**EXERCISE DIRECTIONS:**
From the listing below, pull out each line that contains the word "wall".

**RECORDS SHOWN:**
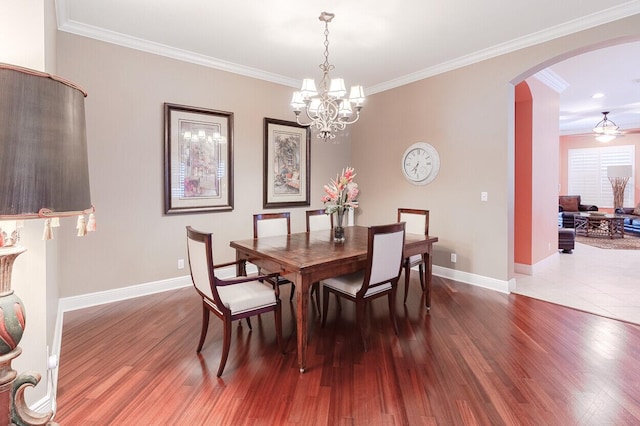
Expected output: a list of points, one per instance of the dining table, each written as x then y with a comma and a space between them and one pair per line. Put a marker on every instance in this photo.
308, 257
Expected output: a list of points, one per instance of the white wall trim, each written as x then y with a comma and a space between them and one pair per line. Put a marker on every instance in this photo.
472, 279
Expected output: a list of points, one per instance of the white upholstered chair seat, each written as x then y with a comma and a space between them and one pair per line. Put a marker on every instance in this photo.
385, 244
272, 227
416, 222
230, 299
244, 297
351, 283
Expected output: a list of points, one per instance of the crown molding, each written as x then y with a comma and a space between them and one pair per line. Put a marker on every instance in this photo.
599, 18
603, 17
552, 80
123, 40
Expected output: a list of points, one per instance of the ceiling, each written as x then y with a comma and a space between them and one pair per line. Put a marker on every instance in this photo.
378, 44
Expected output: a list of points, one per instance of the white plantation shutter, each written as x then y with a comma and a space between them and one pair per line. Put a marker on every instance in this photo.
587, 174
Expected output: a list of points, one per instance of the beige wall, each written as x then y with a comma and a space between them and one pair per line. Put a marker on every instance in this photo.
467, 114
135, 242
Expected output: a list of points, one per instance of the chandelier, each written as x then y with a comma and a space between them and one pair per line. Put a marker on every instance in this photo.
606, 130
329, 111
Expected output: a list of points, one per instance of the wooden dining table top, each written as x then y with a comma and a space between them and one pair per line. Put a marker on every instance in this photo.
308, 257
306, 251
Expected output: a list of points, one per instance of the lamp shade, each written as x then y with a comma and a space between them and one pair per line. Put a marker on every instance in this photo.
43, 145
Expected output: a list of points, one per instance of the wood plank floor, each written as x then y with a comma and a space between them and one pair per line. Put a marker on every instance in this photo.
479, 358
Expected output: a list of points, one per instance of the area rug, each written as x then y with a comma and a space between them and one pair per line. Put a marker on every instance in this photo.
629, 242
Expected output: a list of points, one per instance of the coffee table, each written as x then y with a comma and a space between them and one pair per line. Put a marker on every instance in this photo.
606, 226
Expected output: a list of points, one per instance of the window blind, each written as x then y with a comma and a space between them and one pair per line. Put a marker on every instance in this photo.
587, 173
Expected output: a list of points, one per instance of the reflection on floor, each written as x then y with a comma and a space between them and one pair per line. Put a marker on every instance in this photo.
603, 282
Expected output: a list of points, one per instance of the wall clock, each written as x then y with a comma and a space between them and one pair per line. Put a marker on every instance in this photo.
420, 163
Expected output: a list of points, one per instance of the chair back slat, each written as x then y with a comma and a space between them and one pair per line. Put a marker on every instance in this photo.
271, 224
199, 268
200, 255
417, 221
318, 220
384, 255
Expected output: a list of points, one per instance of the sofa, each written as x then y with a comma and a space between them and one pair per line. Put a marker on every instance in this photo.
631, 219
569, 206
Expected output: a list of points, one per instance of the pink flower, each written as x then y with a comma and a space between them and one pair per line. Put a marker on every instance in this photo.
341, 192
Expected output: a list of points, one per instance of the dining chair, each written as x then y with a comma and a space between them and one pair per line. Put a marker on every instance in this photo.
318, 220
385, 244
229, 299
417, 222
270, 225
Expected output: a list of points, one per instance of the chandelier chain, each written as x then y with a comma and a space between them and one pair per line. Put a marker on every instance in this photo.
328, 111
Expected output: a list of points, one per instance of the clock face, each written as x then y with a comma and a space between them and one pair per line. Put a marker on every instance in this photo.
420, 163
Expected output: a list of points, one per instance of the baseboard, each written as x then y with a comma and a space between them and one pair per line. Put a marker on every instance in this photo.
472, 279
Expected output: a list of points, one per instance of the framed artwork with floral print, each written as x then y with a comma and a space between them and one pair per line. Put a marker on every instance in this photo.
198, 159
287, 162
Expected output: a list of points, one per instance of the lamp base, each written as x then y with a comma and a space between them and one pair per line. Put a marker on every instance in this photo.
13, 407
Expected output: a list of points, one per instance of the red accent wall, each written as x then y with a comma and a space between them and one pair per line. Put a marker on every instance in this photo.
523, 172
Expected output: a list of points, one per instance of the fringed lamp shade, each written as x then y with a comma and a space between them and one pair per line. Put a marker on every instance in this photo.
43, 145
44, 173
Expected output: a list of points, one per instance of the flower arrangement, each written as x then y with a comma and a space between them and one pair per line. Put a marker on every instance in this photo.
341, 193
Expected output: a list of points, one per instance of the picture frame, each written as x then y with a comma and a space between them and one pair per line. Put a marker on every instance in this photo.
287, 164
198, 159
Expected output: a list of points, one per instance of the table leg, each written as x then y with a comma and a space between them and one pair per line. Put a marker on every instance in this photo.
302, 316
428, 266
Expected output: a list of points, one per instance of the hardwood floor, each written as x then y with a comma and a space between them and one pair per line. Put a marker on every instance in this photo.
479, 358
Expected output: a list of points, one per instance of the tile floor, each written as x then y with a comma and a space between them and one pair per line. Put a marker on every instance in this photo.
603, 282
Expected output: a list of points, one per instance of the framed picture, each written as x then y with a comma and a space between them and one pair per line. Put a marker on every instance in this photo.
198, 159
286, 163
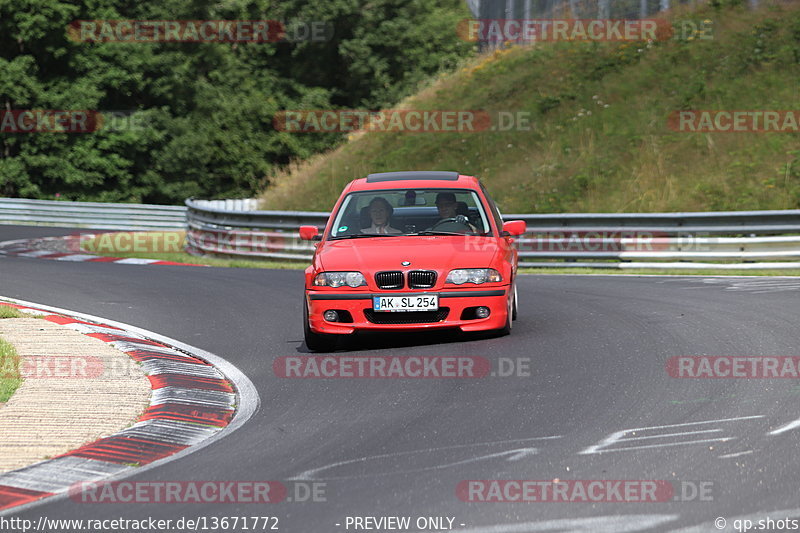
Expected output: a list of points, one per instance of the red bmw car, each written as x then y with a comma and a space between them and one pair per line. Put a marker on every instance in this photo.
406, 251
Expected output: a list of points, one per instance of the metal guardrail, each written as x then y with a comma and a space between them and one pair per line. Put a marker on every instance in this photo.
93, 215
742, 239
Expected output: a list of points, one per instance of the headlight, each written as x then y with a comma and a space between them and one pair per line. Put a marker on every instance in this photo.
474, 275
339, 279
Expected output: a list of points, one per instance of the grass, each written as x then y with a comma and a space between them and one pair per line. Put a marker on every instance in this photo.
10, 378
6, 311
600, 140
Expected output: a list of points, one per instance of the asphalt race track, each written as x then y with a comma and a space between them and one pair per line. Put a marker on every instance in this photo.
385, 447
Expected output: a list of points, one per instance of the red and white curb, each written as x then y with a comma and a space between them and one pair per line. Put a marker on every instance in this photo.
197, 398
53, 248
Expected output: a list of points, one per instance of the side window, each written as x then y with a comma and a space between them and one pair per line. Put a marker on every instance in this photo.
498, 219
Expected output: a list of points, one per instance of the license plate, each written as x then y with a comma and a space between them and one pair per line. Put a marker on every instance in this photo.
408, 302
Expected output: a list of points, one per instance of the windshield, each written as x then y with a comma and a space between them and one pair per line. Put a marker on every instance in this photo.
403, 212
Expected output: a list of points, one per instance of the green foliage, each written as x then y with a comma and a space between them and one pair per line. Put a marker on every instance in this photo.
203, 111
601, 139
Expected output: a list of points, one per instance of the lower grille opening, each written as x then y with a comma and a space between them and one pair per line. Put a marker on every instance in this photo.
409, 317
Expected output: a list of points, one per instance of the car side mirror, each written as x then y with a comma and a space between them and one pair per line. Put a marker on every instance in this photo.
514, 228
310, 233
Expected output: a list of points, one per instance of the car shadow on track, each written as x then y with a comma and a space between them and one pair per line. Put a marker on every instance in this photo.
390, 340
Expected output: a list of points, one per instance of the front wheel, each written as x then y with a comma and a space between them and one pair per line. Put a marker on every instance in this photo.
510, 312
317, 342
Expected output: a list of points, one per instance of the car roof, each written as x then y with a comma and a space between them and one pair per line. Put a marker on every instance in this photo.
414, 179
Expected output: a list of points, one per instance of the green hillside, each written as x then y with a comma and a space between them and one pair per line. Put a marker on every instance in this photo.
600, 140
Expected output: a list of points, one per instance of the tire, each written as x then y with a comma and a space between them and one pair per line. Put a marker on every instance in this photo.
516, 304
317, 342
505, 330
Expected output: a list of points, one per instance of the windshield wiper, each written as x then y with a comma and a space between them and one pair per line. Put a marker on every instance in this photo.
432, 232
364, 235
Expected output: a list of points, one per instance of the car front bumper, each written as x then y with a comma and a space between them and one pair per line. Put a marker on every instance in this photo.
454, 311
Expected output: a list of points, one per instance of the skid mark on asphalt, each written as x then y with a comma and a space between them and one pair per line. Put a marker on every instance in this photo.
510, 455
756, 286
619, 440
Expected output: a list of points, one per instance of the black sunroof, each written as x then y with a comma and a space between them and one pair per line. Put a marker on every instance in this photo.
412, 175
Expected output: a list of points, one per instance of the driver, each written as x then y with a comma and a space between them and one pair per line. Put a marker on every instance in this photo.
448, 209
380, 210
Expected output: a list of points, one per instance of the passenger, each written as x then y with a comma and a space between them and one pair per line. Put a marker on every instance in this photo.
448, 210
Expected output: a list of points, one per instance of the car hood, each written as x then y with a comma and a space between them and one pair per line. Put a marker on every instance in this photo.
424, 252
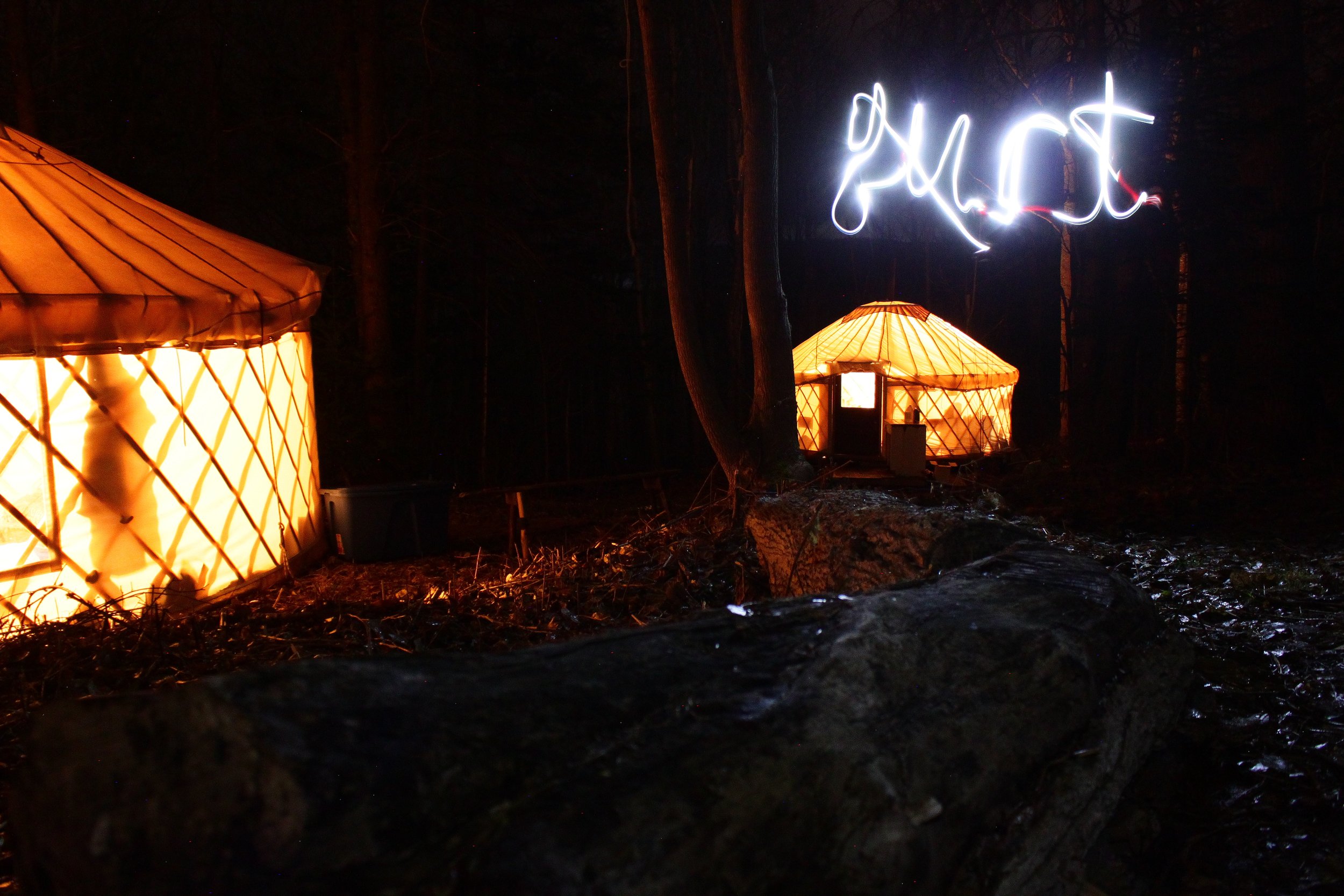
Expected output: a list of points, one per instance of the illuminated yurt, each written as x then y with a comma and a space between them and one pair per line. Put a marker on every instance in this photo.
--
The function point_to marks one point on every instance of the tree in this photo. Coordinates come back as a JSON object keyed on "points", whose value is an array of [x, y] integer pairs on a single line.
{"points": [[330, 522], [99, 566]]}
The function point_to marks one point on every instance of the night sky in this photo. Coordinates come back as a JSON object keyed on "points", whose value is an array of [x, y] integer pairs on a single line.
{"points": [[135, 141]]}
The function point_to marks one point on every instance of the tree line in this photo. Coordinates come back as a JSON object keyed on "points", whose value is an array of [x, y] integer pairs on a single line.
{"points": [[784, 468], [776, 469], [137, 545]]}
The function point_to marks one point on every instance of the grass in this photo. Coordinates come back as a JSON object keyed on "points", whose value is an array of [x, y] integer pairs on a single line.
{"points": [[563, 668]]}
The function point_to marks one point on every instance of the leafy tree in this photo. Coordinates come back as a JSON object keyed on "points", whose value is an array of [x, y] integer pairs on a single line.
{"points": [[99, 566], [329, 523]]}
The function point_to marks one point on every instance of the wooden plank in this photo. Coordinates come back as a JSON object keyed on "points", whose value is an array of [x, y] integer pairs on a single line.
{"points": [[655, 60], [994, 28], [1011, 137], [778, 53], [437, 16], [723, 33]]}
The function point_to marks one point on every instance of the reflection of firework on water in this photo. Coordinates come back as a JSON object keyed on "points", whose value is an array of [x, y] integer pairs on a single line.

**THE RESPONSE:**
Expected output: a list of points, one per instance of the white wall trim, each written as x then y with a comma and a space between them and one pair per line. Put a marker on every instance in this photo.
Expected output: a list of points, one per instance of the beige wall, each written as x then y with a comma and a space between them and one pair per line. Put a marker on every instance in this photo.
Expected output: a list of points, one per instance of the wall clock, each written as x then y with a comma and a space between them and one pair per line. Put a marker on every instance in this photo.
Expected output: a list of points, one per instance of the red accent wall, each written as x then y with a comma and a space between them and one pair per line. Put a marker on every instance in this photo.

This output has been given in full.